- _Goal_:
Rescale the records starting with the line with "Reviewer note: make sure every instance of the building" and going on through the end of the records. Copy every line, requests included, but multiply each point coordinate in the answers by 0.3 and round to the nearest whole number (halves up); leave numbers in the requests unchanged and return only these lines.

- _Data section_:
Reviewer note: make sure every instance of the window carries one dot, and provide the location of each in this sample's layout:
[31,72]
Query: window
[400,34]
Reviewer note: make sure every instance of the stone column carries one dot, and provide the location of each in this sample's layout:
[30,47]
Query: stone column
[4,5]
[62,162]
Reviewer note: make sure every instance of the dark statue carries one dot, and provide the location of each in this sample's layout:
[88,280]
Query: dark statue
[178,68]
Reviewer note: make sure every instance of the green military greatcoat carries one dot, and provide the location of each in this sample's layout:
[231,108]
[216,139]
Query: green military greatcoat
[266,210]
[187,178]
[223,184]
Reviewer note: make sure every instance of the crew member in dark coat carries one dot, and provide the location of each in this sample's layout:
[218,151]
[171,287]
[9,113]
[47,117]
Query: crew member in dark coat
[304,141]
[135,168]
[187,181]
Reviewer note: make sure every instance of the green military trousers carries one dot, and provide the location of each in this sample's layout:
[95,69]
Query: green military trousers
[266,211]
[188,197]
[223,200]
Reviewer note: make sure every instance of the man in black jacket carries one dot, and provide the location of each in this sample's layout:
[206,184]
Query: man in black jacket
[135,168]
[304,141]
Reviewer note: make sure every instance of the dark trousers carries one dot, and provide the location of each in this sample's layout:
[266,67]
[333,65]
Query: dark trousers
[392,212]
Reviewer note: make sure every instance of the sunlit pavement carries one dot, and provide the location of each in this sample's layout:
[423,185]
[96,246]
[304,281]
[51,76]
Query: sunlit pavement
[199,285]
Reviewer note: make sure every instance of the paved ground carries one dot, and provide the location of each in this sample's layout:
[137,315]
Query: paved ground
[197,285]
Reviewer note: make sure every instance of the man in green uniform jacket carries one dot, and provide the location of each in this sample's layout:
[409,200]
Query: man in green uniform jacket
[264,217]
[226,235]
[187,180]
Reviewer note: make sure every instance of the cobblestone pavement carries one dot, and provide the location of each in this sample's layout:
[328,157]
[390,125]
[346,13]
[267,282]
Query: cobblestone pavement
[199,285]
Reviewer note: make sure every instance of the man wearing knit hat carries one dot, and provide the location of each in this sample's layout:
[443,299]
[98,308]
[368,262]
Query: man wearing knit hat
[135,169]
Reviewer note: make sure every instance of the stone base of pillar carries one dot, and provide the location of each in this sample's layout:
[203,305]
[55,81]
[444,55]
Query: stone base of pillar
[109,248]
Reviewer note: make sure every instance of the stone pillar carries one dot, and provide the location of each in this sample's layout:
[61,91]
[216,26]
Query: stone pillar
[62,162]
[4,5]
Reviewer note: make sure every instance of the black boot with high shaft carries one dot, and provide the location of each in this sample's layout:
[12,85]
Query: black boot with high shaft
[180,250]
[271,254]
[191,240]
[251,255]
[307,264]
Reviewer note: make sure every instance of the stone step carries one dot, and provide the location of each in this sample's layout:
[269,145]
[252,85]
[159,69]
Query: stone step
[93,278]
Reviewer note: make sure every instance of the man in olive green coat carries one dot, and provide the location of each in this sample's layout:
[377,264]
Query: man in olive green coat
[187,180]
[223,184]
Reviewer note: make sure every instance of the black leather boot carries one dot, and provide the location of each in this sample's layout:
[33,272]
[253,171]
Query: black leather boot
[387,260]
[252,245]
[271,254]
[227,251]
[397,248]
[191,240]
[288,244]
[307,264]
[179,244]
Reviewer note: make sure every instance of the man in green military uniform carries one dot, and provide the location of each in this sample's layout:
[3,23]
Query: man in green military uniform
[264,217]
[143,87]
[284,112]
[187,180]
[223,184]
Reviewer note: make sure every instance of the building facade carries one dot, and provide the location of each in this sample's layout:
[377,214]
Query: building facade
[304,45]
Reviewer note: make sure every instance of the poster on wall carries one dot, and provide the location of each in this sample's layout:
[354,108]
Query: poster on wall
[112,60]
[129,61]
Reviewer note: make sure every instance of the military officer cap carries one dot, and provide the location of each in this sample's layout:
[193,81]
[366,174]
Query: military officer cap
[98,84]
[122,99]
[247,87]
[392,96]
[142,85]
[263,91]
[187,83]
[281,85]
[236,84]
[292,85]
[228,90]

- _Response_:
Reviewer note: make sure every instance of the building facade carries one dot, and provide the location of each in this sample's layout:
[377,214]
Query: building facade
[91,14]
Reviewer note: make sure every instance of the poster on wall carries one dot, and provide the location of each in this sample's layout:
[354,108]
Query: poster on wall
[34,18]
[39,18]
Reviewer note: make sure every instance of the military officer cap carries one dot, and provide the location of each in this sample's layout:
[193,81]
[366,174]
Query: military officer cap
[29,25]
[37,30]
[74,26]
[118,29]
[43,26]
[79,27]
[56,25]
[84,26]
[71,25]
[88,26]
[68,27]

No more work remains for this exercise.